Point annotation dataset records
━━━━━━━━━━━━━━━━━━━━━━━━━━━━━━

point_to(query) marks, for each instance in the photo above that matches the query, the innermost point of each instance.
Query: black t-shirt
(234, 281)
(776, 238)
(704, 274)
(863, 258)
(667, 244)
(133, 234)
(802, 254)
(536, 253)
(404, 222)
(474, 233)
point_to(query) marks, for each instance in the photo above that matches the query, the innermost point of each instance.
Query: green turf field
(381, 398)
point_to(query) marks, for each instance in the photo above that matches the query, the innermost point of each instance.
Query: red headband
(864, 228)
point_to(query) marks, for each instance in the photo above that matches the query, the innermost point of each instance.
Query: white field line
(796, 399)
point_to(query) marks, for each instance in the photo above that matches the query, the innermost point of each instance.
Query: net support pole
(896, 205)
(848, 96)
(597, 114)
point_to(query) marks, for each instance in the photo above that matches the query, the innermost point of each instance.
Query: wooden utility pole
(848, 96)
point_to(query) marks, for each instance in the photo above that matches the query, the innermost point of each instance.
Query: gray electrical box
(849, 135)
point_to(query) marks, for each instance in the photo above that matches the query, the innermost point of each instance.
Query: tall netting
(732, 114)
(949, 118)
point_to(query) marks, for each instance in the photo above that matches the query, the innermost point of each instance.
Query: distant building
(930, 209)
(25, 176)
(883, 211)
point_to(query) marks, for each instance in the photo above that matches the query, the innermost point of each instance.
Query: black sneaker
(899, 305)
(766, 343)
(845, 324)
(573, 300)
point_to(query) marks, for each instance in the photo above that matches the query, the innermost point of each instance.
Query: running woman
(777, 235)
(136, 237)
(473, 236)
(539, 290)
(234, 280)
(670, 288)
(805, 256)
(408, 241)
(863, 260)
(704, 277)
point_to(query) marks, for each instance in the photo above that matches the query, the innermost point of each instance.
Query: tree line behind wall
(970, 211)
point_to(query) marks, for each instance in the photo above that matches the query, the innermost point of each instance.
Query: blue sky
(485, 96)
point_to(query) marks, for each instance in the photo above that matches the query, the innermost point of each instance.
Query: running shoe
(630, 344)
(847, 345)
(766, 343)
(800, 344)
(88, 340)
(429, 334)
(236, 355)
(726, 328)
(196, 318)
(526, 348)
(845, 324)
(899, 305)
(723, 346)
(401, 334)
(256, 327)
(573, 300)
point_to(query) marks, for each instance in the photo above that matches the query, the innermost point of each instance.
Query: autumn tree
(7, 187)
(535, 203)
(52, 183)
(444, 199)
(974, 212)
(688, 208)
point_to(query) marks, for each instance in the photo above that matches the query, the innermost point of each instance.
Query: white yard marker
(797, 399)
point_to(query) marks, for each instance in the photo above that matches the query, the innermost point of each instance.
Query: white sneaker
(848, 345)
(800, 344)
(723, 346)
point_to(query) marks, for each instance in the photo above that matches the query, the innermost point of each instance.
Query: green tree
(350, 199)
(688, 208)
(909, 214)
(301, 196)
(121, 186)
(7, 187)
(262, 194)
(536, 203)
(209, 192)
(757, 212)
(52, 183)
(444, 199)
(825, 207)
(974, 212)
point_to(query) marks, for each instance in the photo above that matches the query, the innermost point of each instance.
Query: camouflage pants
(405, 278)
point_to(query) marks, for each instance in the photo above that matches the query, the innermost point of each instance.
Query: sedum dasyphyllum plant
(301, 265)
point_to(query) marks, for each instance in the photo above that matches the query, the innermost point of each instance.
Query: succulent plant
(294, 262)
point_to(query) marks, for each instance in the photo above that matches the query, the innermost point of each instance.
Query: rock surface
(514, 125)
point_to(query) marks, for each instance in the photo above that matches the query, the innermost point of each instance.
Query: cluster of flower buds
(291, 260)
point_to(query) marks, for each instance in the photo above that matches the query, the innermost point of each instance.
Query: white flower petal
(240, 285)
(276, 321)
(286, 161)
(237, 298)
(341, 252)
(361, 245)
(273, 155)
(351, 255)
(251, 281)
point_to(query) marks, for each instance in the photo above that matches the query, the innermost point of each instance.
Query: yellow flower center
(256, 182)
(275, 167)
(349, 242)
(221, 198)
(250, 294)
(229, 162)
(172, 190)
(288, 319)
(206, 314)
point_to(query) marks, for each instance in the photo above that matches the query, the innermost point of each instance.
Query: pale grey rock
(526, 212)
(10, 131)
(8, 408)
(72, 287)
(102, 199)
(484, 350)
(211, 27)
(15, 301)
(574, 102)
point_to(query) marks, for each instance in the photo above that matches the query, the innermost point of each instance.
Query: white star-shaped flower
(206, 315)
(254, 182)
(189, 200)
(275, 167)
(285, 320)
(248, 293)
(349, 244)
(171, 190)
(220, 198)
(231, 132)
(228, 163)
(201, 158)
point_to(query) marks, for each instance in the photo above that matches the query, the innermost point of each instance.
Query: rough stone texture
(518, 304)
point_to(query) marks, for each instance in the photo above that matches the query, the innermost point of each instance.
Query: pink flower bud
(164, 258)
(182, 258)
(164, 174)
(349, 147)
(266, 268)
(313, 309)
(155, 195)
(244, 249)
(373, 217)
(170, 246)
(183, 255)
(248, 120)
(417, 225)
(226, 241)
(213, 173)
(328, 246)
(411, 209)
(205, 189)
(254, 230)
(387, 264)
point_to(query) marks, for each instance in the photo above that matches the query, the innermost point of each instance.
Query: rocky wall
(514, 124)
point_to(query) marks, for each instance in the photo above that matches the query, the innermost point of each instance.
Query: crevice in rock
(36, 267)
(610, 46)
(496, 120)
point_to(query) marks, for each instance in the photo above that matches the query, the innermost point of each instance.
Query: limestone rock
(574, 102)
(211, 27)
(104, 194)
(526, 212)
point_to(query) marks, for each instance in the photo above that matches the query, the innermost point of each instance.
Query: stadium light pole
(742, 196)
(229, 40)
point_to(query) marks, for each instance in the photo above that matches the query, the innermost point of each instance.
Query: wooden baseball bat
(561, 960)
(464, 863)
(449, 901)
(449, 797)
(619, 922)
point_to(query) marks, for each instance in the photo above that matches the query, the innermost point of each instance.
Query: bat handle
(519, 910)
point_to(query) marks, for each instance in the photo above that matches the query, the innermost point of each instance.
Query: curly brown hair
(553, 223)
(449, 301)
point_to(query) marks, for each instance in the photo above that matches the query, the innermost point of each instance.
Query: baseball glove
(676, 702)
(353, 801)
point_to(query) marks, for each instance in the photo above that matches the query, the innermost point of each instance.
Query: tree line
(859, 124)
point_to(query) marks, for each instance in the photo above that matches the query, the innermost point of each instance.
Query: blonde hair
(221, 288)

━━━━━━━━━━━━━━━━━━━━━━━━━━━━━━

▶ _STATED TASK_:
Each entry above needs to be retyped exactly.

▶ _WORKED ANSWER_:
point_to(query) marks, for each instance in the photo above that matches the query, the innermost point of each instance.
Query: black t-shirt
(234, 281)
(776, 238)
(704, 274)
(863, 258)
(667, 244)
(133, 234)
(802, 254)
(536, 253)
(404, 222)
(474, 233)
point_to(query) marks, for each instance in the photo above that matches the query, the innermost point of each instance.
Query: green turf field
(381, 398)
point_to(query) marks, for each instance in the photo above that matches the query, the innermost point of each instance.
Query: red headband
(864, 228)
point_to(query) marks, for each instance in the photo above that matches the query, the innermost point of each instance.
Query: white field line
(796, 399)
point_to(query) marks, for each instance in the photo above that matches the query, the innermost point of each instance.
Query: net support pole
(896, 205)
(848, 96)
(597, 114)
point_to(query) marks, for each instance in the photo above that matches the query, the innermost point of each instance.
Query: wooden utility pole
(848, 96)
point_to(query) marks, for each instance in the photo above that matches the query, the innermost point of each instance.
Query: gray electrical box
(849, 135)
point_to(query) marks, for each instance in the photo above that matches the query, the innermost point of each instance.
Query: tall netting
(732, 114)
(949, 118)
point_to(query) marks, for each instance in the photo above that matches the query, the innermost point of each instance.
Query: distant building
(930, 209)
(25, 176)
(883, 211)
point_to(query) marks, for each instance in the photo above that matches the query, the innermost point of each instance.
Query: black sneaker
(899, 305)
(766, 343)
(845, 324)
(573, 300)
point_to(query) marks, for each instance in the photo above that matches the query, the innermost point of each instance.
Query: running woman
(777, 235)
(136, 237)
(473, 236)
(539, 290)
(234, 280)
(670, 288)
(805, 256)
(408, 241)
(863, 260)
(704, 277)
point_to(query) marks, for each instance in the photo above that matches the query, the innermost point of each instance.
Query: tree line behind wall
(970, 211)
point_to(query) marks, for each instance in the photo above that matches the query, the innermost point of each instance.
Query: blue sky
(485, 96)
point_to(query) marks, for each instance in the photo above that matches the query, the innermost point of each instance.
Query: running shoe
(630, 344)
(847, 345)
(766, 343)
(800, 344)
(88, 340)
(429, 334)
(236, 355)
(726, 328)
(196, 318)
(526, 348)
(845, 324)
(899, 305)
(723, 346)
(401, 334)
(256, 327)
(573, 300)
point_to(query) marks, for each instance in the photo above that matches the query, the innermost point of each instance.
Query: autumn tree
(7, 187)
(535, 203)
(52, 183)
(444, 199)
(974, 212)
(688, 208)
point_to(query) marks, for each instance in the photo above that matches the query, the innermost point of each instance.
Query: white yard marker
(797, 399)
point_to(query) marks, for each instance in the photo above that matches the query, the innermost point of each instance.
Query: white sneaker
(848, 345)
(800, 344)
(723, 346)
point_to(query) marks, for each instance in the photo above that matches the query, the innermost point of each instance.
Query: green tree
(350, 199)
(688, 208)
(909, 214)
(301, 196)
(121, 186)
(7, 187)
(262, 194)
(536, 203)
(209, 192)
(757, 212)
(52, 183)
(444, 199)
(825, 207)
(974, 212)
point_to(query) marks, for each instance in the photo above that matches the query, the innermost point of each instance.
Query: camouflage pants
(405, 278)
point_to(query) marks, for each instance in the photo above that matches the query, the innermost point of each instance.
Query: sedum dasyphyllum plant
(301, 265)
point_to(query) marks, for each instance in the photo above that matches the query, the innermost point of each instance.
Query: succulent plant
(294, 262)
point_to(query) marks, for each instance in the photo above that matches the query, the innermost point of each instance.
Query: rock surface
(514, 125)
point_to(query) marks, for each instance in the photo above that matches the query, the innermost point of each instance.
Query: cluster of flower buds
(291, 260)
point_to(query) marks, for each instance in the photo above that matches the query, the innermost point of each instance.
Query: white flower petal
(240, 285)
(276, 321)
(286, 161)
(237, 298)
(341, 252)
(361, 245)
(273, 155)
(351, 255)
(251, 281)
point_to(query) marks, for each instance in the photo above that matches the query, the innermost point of each instance.
Query: yellow flower center
(256, 182)
(275, 167)
(349, 242)
(221, 198)
(250, 294)
(229, 162)
(172, 190)
(288, 319)
(206, 314)
point_to(query) marks, for each instance in the photo above that matches the query, the innermost point of each instance.
Query: pale grey rock
(526, 212)
(10, 131)
(8, 408)
(72, 287)
(102, 199)
(484, 350)
(211, 27)
(15, 301)
(574, 102)
point_to(query) marks, for each instance in the photo above that matches the query, the innermost point of each instance.
Query: white star-shaped flower
(206, 315)
(254, 182)
(189, 200)
(275, 167)
(285, 320)
(248, 293)
(349, 244)
(171, 190)
(220, 198)
(231, 132)
(228, 163)
(201, 158)
point_to(query) marks, for each instance in the photo above that matches the query, the innermost point of each instance.
Query: rough stone texture
(518, 304)
point_to(query) marks, for each instance in the photo above that matches the query, the innermost point of each instance.
Query: pink flower bud
(164, 258)
(182, 258)
(164, 174)
(349, 147)
(266, 268)
(313, 309)
(155, 195)
(244, 249)
(373, 217)
(170, 246)
(183, 255)
(248, 120)
(417, 225)
(226, 241)
(213, 173)
(328, 246)
(411, 209)
(205, 189)
(254, 230)
(387, 264)
point_to(query) marks, for each instance in the photo above that matches the query, the innermost point of each instance.
Query: rocky wall
(514, 124)
point_to(query) marks, for each instance in the photo above that matches the query, the innermost point of each instance.
Query: crevice in rock
(36, 267)
(610, 46)
(496, 120)
point_to(query) marks, for each instance in the photo above that matches the query, the innermost point of each instance.
Query: limestone rock
(574, 102)
(211, 27)
(104, 194)
(526, 212)
point_to(query) marks, for each instance in the photo above that matches the query, the innermost point of each instance.
Query: stadium light pole
(742, 196)
(229, 40)
point_to(query) marks, for each instance in the photo above that matches the query, the innermost point of each instance.
Query: wooden baseball bat
(561, 960)
(464, 863)
(449, 901)
(449, 797)
(619, 922)
point_to(query) marks, for each instance in the photo above that matches the query, the innermost point of each instance.
Query: bat handle
(519, 910)
point_to(query) marks, for each instance in the photo above that matches the query, the innermost point of each instance.
Query: curly brown hair
(553, 223)
(449, 301)
point_to(query) marks, for each instance in the photo above that matches the query, the innermost point of each instance.
Query: baseball glove
(676, 702)
(353, 801)
point_to(query) marks, for each instance in the photo above that matches the query, the innermost point of each instance.
Query: tree line
(859, 124)
point_to(query) marks, for each instance in the photo above that matches the query, the innermost point of each instance.
Query: blonde hair
(221, 288)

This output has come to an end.